» **Aim of the exercise**
Return every line of the material below that contains the word "backdrop".
=== Input material ===
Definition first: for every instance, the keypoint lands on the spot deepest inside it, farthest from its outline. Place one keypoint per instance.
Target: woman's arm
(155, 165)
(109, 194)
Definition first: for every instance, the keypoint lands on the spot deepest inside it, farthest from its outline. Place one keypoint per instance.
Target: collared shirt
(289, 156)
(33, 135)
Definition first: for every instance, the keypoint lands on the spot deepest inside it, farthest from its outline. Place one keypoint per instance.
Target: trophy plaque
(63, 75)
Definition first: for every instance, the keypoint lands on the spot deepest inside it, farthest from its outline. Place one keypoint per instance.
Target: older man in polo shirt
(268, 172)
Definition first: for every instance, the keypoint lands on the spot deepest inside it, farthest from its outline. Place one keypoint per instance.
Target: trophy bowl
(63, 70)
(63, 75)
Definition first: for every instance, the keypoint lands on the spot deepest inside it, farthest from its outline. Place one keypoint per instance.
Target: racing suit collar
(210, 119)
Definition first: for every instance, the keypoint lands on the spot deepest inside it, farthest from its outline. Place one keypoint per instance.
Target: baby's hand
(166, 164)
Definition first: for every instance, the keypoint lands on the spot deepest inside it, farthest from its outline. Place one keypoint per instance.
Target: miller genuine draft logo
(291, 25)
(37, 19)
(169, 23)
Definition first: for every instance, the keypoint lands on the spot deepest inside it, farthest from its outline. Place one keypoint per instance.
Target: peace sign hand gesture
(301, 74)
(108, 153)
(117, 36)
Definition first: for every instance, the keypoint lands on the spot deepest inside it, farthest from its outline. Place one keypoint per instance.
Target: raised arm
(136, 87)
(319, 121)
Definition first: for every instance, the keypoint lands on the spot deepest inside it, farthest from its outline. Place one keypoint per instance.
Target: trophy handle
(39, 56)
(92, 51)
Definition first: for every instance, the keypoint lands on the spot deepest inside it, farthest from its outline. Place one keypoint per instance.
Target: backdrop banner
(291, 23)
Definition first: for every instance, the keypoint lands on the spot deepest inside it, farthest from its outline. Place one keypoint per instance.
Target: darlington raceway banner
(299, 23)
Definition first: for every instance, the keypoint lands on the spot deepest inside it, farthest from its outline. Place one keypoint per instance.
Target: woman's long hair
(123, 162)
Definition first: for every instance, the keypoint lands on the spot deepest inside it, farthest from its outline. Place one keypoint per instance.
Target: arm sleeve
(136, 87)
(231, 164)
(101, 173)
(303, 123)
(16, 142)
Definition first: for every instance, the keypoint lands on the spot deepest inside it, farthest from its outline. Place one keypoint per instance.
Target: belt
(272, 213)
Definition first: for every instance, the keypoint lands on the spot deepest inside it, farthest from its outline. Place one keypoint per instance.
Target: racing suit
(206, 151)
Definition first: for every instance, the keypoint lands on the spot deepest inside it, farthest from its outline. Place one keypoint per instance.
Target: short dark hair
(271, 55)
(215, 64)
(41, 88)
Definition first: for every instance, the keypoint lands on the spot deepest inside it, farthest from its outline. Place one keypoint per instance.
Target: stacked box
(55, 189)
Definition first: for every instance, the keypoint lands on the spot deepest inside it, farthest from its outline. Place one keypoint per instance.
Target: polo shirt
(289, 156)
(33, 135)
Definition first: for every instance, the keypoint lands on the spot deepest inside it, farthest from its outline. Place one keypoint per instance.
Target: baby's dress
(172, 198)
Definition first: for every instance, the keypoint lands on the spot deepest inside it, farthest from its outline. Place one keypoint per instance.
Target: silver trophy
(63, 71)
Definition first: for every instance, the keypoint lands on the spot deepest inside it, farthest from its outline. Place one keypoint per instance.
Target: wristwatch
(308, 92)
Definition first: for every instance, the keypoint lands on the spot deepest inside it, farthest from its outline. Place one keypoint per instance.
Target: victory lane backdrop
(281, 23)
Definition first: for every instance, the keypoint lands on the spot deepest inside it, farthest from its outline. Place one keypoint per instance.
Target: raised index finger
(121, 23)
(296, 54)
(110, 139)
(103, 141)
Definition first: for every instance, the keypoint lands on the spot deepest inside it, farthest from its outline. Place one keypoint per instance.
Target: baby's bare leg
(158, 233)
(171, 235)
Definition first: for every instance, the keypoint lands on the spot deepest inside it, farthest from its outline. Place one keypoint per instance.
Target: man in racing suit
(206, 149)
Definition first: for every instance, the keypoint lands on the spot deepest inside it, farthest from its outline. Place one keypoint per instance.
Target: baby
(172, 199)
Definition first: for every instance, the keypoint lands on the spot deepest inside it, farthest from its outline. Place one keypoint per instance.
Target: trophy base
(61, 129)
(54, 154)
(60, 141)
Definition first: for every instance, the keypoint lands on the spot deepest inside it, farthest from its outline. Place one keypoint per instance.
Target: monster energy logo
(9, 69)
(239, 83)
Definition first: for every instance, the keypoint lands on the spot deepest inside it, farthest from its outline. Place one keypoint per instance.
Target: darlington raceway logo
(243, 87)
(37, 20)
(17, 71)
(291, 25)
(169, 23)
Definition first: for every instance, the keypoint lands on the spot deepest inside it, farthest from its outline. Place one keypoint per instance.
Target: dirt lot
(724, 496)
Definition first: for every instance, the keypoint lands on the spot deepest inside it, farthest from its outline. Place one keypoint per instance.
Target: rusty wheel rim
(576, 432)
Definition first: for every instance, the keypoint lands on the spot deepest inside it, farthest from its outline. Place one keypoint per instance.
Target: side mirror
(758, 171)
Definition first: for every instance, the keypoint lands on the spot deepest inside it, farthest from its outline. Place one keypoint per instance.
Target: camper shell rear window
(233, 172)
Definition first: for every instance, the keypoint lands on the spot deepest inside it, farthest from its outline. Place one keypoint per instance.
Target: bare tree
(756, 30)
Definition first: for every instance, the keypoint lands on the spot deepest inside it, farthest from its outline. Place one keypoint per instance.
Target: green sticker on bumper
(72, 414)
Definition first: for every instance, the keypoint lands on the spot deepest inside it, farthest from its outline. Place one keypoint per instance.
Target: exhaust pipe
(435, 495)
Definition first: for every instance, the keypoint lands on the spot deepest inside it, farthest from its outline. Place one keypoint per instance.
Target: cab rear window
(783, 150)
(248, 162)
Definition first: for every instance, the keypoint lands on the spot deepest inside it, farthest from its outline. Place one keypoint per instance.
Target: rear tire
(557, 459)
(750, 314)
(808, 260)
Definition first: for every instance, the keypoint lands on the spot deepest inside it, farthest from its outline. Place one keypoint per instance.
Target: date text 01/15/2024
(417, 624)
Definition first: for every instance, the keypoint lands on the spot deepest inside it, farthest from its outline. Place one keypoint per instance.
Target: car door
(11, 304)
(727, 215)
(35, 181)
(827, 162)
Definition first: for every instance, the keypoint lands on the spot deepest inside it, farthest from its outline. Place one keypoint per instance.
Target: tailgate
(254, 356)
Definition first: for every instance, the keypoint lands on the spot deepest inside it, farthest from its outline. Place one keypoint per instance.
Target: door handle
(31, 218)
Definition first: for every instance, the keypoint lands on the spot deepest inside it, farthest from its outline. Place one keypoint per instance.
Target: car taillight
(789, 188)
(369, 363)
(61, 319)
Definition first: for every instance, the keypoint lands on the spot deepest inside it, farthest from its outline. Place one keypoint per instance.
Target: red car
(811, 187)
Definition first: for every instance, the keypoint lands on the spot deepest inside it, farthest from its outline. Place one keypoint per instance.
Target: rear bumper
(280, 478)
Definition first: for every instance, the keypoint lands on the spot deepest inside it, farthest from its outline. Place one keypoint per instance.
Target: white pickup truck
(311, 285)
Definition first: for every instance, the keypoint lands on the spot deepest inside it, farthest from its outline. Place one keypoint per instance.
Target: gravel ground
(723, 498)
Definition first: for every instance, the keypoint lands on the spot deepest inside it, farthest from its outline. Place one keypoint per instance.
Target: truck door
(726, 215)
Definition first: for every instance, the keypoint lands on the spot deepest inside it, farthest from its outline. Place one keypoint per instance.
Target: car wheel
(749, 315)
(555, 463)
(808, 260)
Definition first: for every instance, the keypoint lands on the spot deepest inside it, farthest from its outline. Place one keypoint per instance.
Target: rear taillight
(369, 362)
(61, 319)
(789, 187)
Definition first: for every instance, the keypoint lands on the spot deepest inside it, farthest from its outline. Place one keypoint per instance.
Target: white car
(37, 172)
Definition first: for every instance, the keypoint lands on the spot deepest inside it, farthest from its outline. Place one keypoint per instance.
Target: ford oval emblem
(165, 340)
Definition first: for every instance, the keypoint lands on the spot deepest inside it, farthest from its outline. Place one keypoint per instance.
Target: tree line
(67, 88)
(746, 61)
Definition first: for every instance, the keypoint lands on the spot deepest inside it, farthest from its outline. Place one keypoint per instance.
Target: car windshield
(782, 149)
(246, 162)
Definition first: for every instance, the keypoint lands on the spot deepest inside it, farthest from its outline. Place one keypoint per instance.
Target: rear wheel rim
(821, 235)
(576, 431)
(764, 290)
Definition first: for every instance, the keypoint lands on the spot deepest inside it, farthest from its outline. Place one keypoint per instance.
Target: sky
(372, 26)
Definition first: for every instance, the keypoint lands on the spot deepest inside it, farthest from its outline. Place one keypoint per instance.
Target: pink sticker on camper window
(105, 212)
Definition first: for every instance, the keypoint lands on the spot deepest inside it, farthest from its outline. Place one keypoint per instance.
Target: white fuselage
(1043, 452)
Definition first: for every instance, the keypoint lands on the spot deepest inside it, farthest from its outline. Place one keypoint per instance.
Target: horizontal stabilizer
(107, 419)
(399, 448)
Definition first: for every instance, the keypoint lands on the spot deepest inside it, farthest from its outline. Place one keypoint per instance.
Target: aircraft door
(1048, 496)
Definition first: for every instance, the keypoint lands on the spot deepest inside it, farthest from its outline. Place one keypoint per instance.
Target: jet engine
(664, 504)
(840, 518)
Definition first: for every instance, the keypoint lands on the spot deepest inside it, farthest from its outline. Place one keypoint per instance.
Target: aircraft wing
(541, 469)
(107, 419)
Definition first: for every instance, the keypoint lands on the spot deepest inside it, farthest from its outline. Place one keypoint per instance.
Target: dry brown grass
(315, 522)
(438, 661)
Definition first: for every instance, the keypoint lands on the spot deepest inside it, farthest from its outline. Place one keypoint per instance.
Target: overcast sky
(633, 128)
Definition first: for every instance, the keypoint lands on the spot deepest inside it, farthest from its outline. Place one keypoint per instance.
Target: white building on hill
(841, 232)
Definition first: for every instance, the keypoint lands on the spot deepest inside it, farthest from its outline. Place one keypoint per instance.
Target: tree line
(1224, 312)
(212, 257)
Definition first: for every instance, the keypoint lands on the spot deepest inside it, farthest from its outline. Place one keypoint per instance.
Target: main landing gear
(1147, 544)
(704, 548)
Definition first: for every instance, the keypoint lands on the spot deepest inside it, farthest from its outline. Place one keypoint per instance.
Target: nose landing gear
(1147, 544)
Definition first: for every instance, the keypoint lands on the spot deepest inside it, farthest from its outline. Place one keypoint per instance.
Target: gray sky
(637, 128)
===
» **Exercise response**
Target: backdrop banner
Target: victory lane backdrop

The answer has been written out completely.